# [Requirement]
Find every line in the entries below that contains the string "item" and copy each one out in full. Letter case counts.

# [Dataset extract]
################

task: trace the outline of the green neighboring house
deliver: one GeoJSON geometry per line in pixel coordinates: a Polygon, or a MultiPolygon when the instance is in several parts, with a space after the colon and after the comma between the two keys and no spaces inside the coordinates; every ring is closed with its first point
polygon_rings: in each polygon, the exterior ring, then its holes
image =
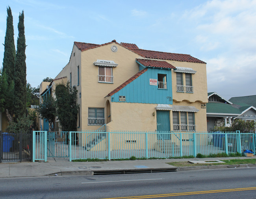
{"type": "Polygon", "coordinates": [[[208,93],[206,117],[208,132],[213,131],[215,126],[230,126],[237,118],[256,121],[256,108],[245,103],[245,101],[237,102],[233,100],[239,98],[244,97],[232,98],[227,100],[215,92],[208,93]]]}

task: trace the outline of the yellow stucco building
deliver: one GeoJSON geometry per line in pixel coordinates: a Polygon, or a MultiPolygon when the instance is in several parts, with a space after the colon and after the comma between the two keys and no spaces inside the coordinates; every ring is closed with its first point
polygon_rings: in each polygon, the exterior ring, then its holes
{"type": "Polygon", "coordinates": [[[78,131],[105,124],[108,131],[207,131],[206,63],[190,55],[75,42],[67,65],[40,85],[41,96],[60,81],[78,91],[78,131]]]}

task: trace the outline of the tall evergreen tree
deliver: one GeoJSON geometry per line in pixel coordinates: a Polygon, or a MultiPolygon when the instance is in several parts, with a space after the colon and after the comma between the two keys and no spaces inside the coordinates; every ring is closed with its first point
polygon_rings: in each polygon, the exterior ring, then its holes
{"type": "Polygon", "coordinates": [[[7,8],[6,32],[4,40],[4,52],[3,61],[3,71],[5,70],[7,81],[9,85],[11,84],[14,76],[14,60],[15,51],[14,44],[14,31],[13,15],[11,8],[7,8]]]}
{"type": "Polygon", "coordinates": [[[13,107],[15,120],[20,118],[26,112],[26,40],[24,26],[24,11],[20,13],[17,40],[17,52],[15,57],[14,68],[14,100],[13,107]]]}

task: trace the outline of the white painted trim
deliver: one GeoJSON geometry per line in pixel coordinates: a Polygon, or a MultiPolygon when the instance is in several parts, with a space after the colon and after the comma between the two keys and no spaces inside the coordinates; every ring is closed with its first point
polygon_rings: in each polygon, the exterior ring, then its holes
{"type": "MultiPolygon", "coordinates": [[[[233,103],[232,102],[231,102],[230,101],[229,101],[228,100],[227,100],[226,99],[225,99],[224,98],[223,98],[222,97],[221,97],[220,95],[219,95],[219,94],[218,94],[216,92],[214,92],[213,93],[212,93],[210,95],[208,95],[208,99],[209,99],[209,98],[211,97],[211,96],[212,95],[217,95],[218,96],[219,96],[220,98],[221,98],[221,99],[222,99],[223,100],[225,100],[228,103],[230,103],[230,104],[233,104],[233,103]]],[[[210,102],[214,102],[214,101],[210,101],[210,102]]]]}

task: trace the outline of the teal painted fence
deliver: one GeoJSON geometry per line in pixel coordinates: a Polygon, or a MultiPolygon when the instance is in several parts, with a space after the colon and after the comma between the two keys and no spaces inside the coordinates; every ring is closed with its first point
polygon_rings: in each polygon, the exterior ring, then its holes
{"type": "Polygon", "coordinates": [[[254,133],[194,132],[71,132],[77,144],[70,141],[70,161],[77,159],[169,158],[221,153],[255,153],[254,133]],[[159,139],[159,135],[164,138],[159,139]]]}
{"type": "Polygon", "coordinates": [[[105,132],[105,129],[104,127],[94,131],[33,131],[33,161],[46,162],[47,157],[68,157],[70,161],[127,158],[132,156],[195,157],[198,153],[230,154],[242,153],[246,149],[252,150],[255,154],[256,150],[256,135],[253,133],[105,132]]]}

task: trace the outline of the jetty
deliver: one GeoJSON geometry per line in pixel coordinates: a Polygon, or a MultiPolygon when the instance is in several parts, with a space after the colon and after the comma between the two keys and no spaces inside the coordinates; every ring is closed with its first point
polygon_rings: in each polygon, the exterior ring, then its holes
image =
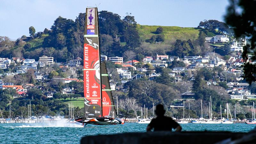
{"type": "Polygon", "coordinates": [[[74,121],[70,120],[68,119],[61,119],[56,120],[54,119],[0,119],[0,124],[12,124],[12,123],[57,123],[63,121],[67,123],[72,123],[74,121]]]}

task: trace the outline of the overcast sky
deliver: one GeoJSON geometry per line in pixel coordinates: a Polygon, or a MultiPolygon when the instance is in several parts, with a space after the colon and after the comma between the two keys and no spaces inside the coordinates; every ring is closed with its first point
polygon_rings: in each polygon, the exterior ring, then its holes
{"type": "Polygon", "coordinates": [[[87,6],[95,4],[99,11],[111,12],[122,18],[126,12],[131,13],[142,25],[196,27],[204,20],[223,21],[228,2],[0,0],[0,36],[16,40],[23,35],[28,36],[30,26],[36,32],[49,29],[59,16],[75,20],[79,13],[85,12],[87,6]]]}

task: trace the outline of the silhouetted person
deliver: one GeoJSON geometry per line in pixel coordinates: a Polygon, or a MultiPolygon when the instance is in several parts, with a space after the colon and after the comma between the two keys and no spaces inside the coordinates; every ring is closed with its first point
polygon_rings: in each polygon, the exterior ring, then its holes
{"type": "Polygon", "coordinates": [[[161,104],[156,106],[155,111],[157,116],[152,120],[147,127],[147,132],[151,131],[153,128],[154,131],[171,131],[172,128],[176,129],[175,132],[180,132],[181,127],[178,123],[171,117],[164,116],[165,111],[164,106],[161,104]]]}

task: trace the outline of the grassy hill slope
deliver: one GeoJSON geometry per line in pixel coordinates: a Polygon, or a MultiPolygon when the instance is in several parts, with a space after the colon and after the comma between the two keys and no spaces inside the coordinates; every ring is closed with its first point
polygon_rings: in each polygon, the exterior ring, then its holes
{"type": "MultiPolygon", "coordinates": [[[[176,26],[146,26],[137,25],[137,29],[141,39],[143,41],[149,39],[152,36],[157,35],[155,33],[156,28],[159,27],[163,28],[162,34],[164,36],[165,41],[163,44],[169,42],[174,42],[177,39],[187,40],[190,39],[193,41],[198,37],[199,30],[195,28],[182,28],[176,26]]],[[[37,37],[32,40],[27,42],[31,45],[31,48],[26,50],[26,51],[31,51],[42,47],[44,39],[48,34],[44,34],[40,37],[37,37]]],[[[19,46],[14,47],[13,49],[17,48],[19,46]]]]}
{"type": "Polygon", "coordinates": [[[187,40],[190,39],[194,41],[197,38],[199,29],[195,28],[182,28],[176,26],[146,26],[138,24],[137,29],[142,40],[148,39],[153,35],[157,35],[155,32],[159,27],[163,28],[162,34],[165,40],[174,42],[177,39],[187,40]]]}

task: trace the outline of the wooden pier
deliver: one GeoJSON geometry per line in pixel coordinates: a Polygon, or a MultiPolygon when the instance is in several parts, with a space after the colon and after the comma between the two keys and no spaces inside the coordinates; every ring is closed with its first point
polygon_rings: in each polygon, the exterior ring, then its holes
{"type": "Polygon", "coordinates": [[[0,120],[0,124],[11,124],[11,123],[57,123],[60,121],[65,121],[67,123],[70,123],[70,121],[68,119],[63,119],[61,120],[54,119],[21,119],[17,120],[8,120],[6,119],[0,120]]]}

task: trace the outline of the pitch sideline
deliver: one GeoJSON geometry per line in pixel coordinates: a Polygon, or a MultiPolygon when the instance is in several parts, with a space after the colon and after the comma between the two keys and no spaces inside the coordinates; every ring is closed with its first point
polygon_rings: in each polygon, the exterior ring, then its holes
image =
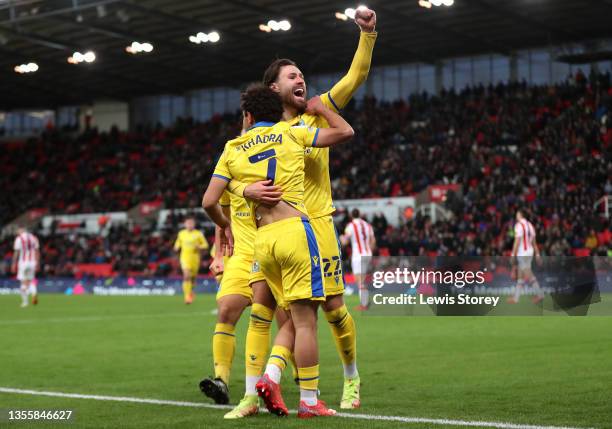
{"type": "MultiPolygon", "coordinates": [[[[84,395],[79,393],[63,393],[63,392],[47,392],[43,390],[15,389],[12,387],[0,387],[0,393],[13,393],[18,395],[33,395],[33,396],[51,396],[56,398],[74,398],[74,399],[92,399],[95,401],[115,401],[115,402],[132,402],[137,404],[154,404],[154,405],[173,405],[176,407],[191,407],[191,408],[213,408],[213,409],[229,409],[231,405],[215,405],[199,402],[186,401],[170,401],[164,399],[150,398],[133,398],[129,396],[106,396],[106,395],[84,395]]],[[[295,410],[291,410],[295,413],[295,410]]],[[[404,417],[404,416],[384,416],[375,414],[352,414],[338,413],[338,417],[347,419],[360,420],[376,420],[390,421],[402,423],[429,423],[434,425],[444,426],[467,426],[467,427],[491,427],[498,429],[589,429],[589,428],[573,428],[568,426],[538,426],[524,425],[506,422],[486,422],[486,421],[469,421],[469,420],[450,420],[450,419],[428,419],[422,417],[404,417]]]]}

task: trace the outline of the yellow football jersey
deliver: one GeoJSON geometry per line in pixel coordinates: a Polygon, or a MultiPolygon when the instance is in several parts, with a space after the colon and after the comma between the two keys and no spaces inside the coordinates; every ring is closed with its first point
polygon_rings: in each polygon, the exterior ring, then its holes
{"type": "MultiPolygon", "coordinates": [[[[323,104],[331,109],[329,92],[321,96],[323,104]]],[[[328,128],[327,121],[318,115],[305,113],[289,121],[292,126],[328,128]]],[[[305,150],[304,158],[304,204],[313,219],[326,216],[336,211],[331,193],[329,177],[329,148],[310,147],[305,150]]]]}
{"type": "Polygon", "coordinates": [[[219,204],[230,206],[232,234],[234,235],[234,254],[253,257],[257,226],[251,215],[251,208],[244,198],[223,192],[219,204]]]}
{"type": "MultiPolygon", "coordinates": [[[[304,214],[304,148],[316,145],[318,128],[258,122],[228,141],[213,176],[242,183],[272,180],[283,201],[304,214]]],[[[255,207],[250,207],[251,212],[255,207]]]]}
{"type": "Polygon", "coordinates": [[[204,234],[201,231],[182,229],[176,241],[174,242],[174,249],[181,249],[181,258],[190,256],[200,256],[200,249],[208,249],[208,242],[204,238],[204,234]]]}

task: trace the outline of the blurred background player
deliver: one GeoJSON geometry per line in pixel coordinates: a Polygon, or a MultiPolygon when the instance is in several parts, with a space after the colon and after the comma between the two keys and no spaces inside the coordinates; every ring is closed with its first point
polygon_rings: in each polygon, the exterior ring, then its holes
{"type": "Polygon", "coordinates": [[[195,229],[195,219],[185,218],[185,228],[182,229],[176,241],[174,250],[181,252],[179,261],[183,271],[183,298],[185,304],[193,302],[193,286],[200,270],[200,252],[208,250],[208,242],[200,230],[195,229]]]}
{"type": "Polygon", "coordinates": [[[508,303],[517,304],[521,296],[522,289],[532,286],[537,290],[537,295],[533,297],[534,304],[538,304],[544,299],[540,284],[531,270],[533,255],[536,255],[540,263],[540,250],[536,243],[536,232],[533,224],[527,220],[523,210],[516,212],[516,224],[514,225],[514,245],[512,246],[512,259],[516,260],[516,287],[514,296],[508,299],[508,303]],[[515,259],[516,258],[516,259],[515,259]]]}
{"type": "Polygon", "coordinates": [[[370,305],[370,293],[364,284],[365,275],[368,272],[367,261],[364,256],[372,256],[372,251],[376,248],[376,238],[372,225],[360,217],[358,209],[351,212],[351,221],[346,225],[344,234],[340,238],[345,246],[351,243],[351,266],[357,287],[359,288],[359,307],[358,310],[367,310],[370,305]]]}
{"type": "Polygon", "coordinates": [[[27,307],[28,294],[32,295],[32,304],[38,304],[38,293],[36,290],[35,276],[40,261],[40,249],[38,238],[26,231],[25,228],[17,229],[17,237],[13,246],[13,272],[17,273],[17,280],[21,282],[21,307],[27,307]]]}

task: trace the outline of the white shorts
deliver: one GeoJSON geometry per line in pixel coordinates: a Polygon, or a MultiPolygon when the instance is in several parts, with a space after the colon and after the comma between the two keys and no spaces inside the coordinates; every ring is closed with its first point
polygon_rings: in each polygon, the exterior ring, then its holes
{"type": "Polygon", "coordinates": [[[17,280],[30,281],[36,276],[36,262],[20,262],[17,268],[17,280]]]}
{"type": "Polygon", "coordinates": [[[526,256],[519,255],[516,257],[516,259],[518,261],[519,270],[531,269],[531,262],[533,261],[533,255],[526,255],[526,256]]]}
{"type": "Polygon", "coordinates": [[[351,267],[353,274],[364,274],[368,272],[368,262],[371,256],[353,255],[351,257],[351,267]]]}

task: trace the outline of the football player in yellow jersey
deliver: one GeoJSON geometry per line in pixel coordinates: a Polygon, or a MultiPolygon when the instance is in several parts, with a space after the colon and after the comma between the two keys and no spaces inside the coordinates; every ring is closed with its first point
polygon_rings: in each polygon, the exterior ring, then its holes
{"type": "Polygon", "coordinates": [[[268,178],[282,188],[278,204],[251,205],[258,227],[255,260],[274,298],[290,310],[291,317],[276,336],[266,372],[257,383],[257,392],[268,410],[287,415],[279,383],[281,371],[293,351],[300,384],[298,417],[304,418],[335,414],[317,398],[316,311],[318,303],[325,300],[325,293],[317,241],[304,207],[304,148],[327,147],[353,135],[350,125],[324,107],[318,97],[309,106],[313,113],[325,117],[330,128],[320,130],[275,123],[283,111],[279,95],[261,84],[249,87],[242,96],[244,122],[249,129],[226,144],[202,203],[211,219],[219,227],[228,229],[229,221],[217,202],[232,178],[244,183],[268,178]]]}
{"type": "Polygon", "coordinates": [[[208,250],[208,242],[200,230],[195,229],[195,219],[185,219],[185,229],[182,229],[176,241],[174,250],[181,252],[179,260],[183,271],[183,297],[185,304],[193,302],[193,286],[200,270],[200,252],[208,250]]]}
{"type": "MultiPolygon", "coordinates": [[[[361,33],[359,46],[348,73],[330,91],[321,95],[322,102],[334,111],[342,109],[359,86],[366,80],[370,69],[372,51],[376,41],[376,14],[367,8],[359,8],[355,22],[361,33]]],[[[295,126],[327,126],[325,118],[304,113],[306,107],[306,82],[296,64],[287,59],[274,61],[266,70],[263,82],[279,92],[283,100],[283,120],[295,126]]],[[[340,246],[331,214],[335,211],[329,177],[329,149],[306,149],[305,205],[310,215],[321,252],[324,269],[326,301],[321,305],[336,342],[344,367],[344,386],[340,408],[358,408],[360,378],[357,372],[357,344],[355,322],[344,304],[340,246]]],[[[268,182],[245,184],[232,181],[232,192],[252,201],[274,204],[280,188],[268,182]]],[[[247,334],[248,335],[248,334],[247,334]]]]}

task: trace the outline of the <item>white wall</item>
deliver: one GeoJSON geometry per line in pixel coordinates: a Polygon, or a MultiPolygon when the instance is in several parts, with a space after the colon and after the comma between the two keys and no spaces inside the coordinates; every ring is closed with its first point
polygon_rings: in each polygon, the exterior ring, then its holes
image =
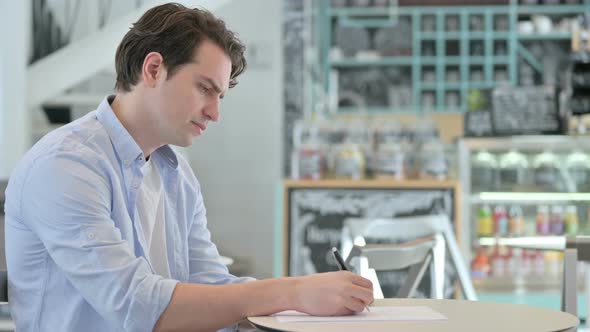
{"type": "Polygon", "coordinates": [[[234,1],[216,14],[250,48],[249,67],[187,153],[209,229],[222,254],[245,257],[256,277],[273,272],[276,186],[281,179],[282,1],[234,1]]]}
{"type": "Polygon", "coordinates": [[[30,145],[26,111],[29,1],[0,1],[0,179],[7,179],[30,145]]]}

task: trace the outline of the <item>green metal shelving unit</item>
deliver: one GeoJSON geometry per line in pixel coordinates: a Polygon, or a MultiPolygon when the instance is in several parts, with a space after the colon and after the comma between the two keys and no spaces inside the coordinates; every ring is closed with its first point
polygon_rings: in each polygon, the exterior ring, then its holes
{"type": "MultiPolygon", "coordinates": [[[[526,49],[523,42],[527,41],[564,41],[571,39],[570,33],[549,34],[519,34],[518,18],[524,15],[569,15],[572,16],[590,12],[590,0],[585,0],[580,5],[518,5],[511,0],[508,5],[496,6],[447,6],[447,7],[398,7],[395,8],[396,16],[408,17],[412,25],[412,55],[411,56],[382,56],[371,59],[357,57],[331,59],[332,48],[332,24],[362,26],[366,28],[388,27],[396,22],[396,19],[388,18],[387,8],[331,8],[329,1],[321,0],[319,3],[319,18],[321,20],[319,50],[320,66],[323,68],[323,88],[326,92],[333,89],[330,72],[348,68],[371,68],[387,66],[405,66],[411,68],[412,105],[409,109],[414,112],[437,111],[449,112],[467,110],[467,96],[472,89],[491,89],[496,86],[495,76],[504,71],[507,81],[518,85],[518,59],[522,58],[537,72],[543,72],[541,62],[526,49]],[[434,17],[434,31],[422,31],[422,20],[426,17],[434,17]],[[445,20],[455,16],[458,18],[457,31],[445,31],[445,20]],[[469,20],[473,16],[483,19],[483,29],[472,31],[469,28],[469,20]],[[504,30],[498,30],[494,26],[497,19],[507,22],[504,30]],[[424,43],[434,44],[435,54],[425,55],[422,49],[424,43]],[[458,46],[459,53],[449,56],[446,47],[449,43],[458,46]],[[474,43],[483,44],[483,54],[470,55],[470,47],[474,43]],[[505,53],[498,54],[496,45],[504,44],[505,53]],[[434,80],[424,81],[424,69],[434,68],[434,80]],[[449,69],[454,67],[459,70],[459,79],[448,82],[449,69]],[[481,73],[478,73],[481,72],[481,73]],[[434,109],[425,110],[422,105],[424,93],[435,94],[434,109]],[[459,108],[448,109],[445,107],[447,93],[459,94],[459,108]]],[[[369,112],[407,112],[403,110],[379,107],[369,112]]],[[[340,111],[340,110],[339,110],[340,111]]],[[[342,110],[350,111],[350,109],[342,110]]]]}

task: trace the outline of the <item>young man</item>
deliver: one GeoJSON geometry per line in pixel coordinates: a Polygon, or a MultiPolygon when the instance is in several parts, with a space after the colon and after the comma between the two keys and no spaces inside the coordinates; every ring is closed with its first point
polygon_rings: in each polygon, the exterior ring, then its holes
{"type": "Polygon", "coordinates": [[[352,314],[373,301],[349,272],[253,281],[219,263],[189,146],[244,70],[223,21],[178,4],[146,12],[116,53],[116,95],[44,137],[6,191],[18,331],[215,330],[295,309],[352,314]]]}

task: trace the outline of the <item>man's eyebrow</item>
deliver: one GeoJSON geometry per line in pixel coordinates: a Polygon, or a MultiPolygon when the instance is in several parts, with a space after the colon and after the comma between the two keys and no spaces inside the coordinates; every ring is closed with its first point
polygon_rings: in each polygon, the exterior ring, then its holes
{"type": "MultiPolygon", "coordinates": [[[[207,83],[211,84],[211,86],[213,87],[213,90],[215,90],[215,92],[220,93],[220,94],[223,92],[221,90],[221,88],[219,87],[219,85],[217,85],[217,83],[215,83],[215,81],[213,81],[209,77],[205,77],[205,76],[202,76],[202,75],[199,75],[199,77],[201,79],[207,81],[207,83]]],[[[223,98],[223,94],[221,94],[221,96],[219,98],[223,98]]]]}

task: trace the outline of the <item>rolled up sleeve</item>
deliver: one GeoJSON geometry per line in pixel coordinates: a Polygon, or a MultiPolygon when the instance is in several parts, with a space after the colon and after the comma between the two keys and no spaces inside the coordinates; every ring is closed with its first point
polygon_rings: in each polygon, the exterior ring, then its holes
{"type": "Polygon", "coordinates": [[[256,280],[238,278],[221,263],[219,251],[211,242],[211,233],[207,229],[206,210],[200,190],[197,190],[195,214],[189,230],[189,267],[189,281],[193,283],[222,285],[256,280]]]}
{"type": "Polygon", "coordinates": [[[152,331],[177,281],[153,274],[122,239],[111,218],[114,184],[100,163],[71,153],[37,159],[23,184],[20,211],[55,264],[105,320],[125,331],[152,331]]]}

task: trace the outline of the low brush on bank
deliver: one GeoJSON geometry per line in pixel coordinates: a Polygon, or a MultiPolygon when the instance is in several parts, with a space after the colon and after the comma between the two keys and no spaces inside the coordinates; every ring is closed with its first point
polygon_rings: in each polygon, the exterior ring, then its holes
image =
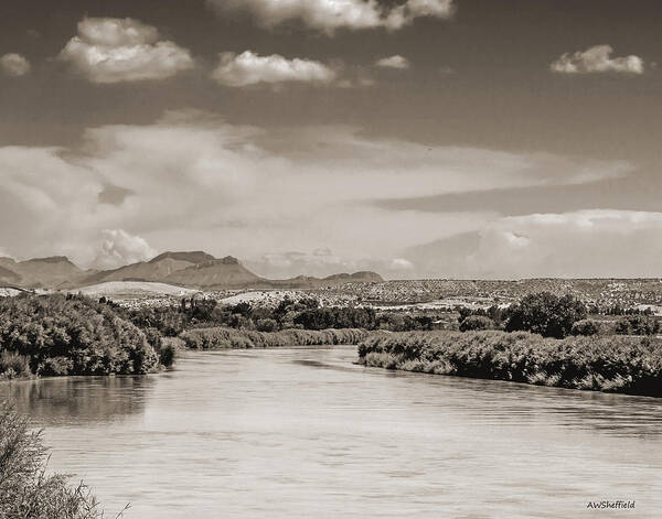
{"type": "Polygon", "coordinates": [[[84,296],[0,298],[0,380],[65,375],[143,375],[163,355],[113,307],[84,296]]]}
{"type": "Polygon", "coordinates": [[[375,334],[360,363],[405,371],[662,397],[662,342],[525,332],[375,334]]]}
{"type": "Polygon", "coordinates": [[[24,418],[0,403],[0,518],[103,518],[84,485],[70,486],[66,477],[45,474],[46,461],[40,434],[30,432],[24,418]]]}
{"type": "Polygon", "coordinates": [[[285,329],[252,332],[233,328],[195,328],[180,335],[191,349],[281,348],[288,346],[322,346],[359,344],[367,337],[364,329],[285,329]]]}

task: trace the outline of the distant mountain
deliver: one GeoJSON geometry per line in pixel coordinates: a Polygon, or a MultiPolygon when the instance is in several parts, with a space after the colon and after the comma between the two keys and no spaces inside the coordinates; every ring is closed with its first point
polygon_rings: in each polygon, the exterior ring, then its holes
{"type": "Polygon", "coordinates": [[[84,274],[83,270],[64,256],[34,258],[18,262],[9,258],[2,258],[2,268],[10,272],[9,282],[24,288],[61,288],[78,282],[84,274]],[[19,279],[15,278],[17,275],[19,279]]]}
{"type": "Polygon", "coordinates": [[[19,284],[21,282],[21,277],[17,274],[13,270],[8,269],[7,267],[2,267],[0,264],[0,283],[1,284],[19,284]]]}
{"type": "Polygon", "coordinates": [[[259,284],[263,278],[250,272],[232,256],[205,261],[166,278],[167,283],[199,289],[241,289],[259,284]]]}
{"type": "Polygon", "coordinates": [[[76,289],[108,282],[152,282],[197,290],[318,289],[378,281],[383,280],[374,272],[341,273],[324,279],[301,275],[290,280],[268,280],[250,272],[232,256],[217,259],[203,251],[169,251],[149,261],[103,271],[83,271],[63,256],[20,262],[0,258],[0,282],[24,288],[76,289]]]}

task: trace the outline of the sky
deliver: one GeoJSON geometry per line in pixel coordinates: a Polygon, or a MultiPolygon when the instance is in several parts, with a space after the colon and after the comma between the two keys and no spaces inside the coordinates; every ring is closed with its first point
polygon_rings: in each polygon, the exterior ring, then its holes
{"type": "Polygon", "coordinates": [[[23,0],[0,29],[0,256],[662,275],[659,0],[23,0]]]}

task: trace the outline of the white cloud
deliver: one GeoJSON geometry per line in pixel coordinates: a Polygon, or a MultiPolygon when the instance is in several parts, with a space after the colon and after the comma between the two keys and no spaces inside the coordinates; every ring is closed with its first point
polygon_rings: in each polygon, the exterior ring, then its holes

################

# [Complete response]
task: trace the outline of the <item>white wall</item>
task: trace the outline of the <item>green metal shelving unit</item>
task: trace the outline of the <item>young man</item>
task: trace the outline of the <item>man's eyebrow</item>
task: trace the outline of the <item>rolled up sleeve</item>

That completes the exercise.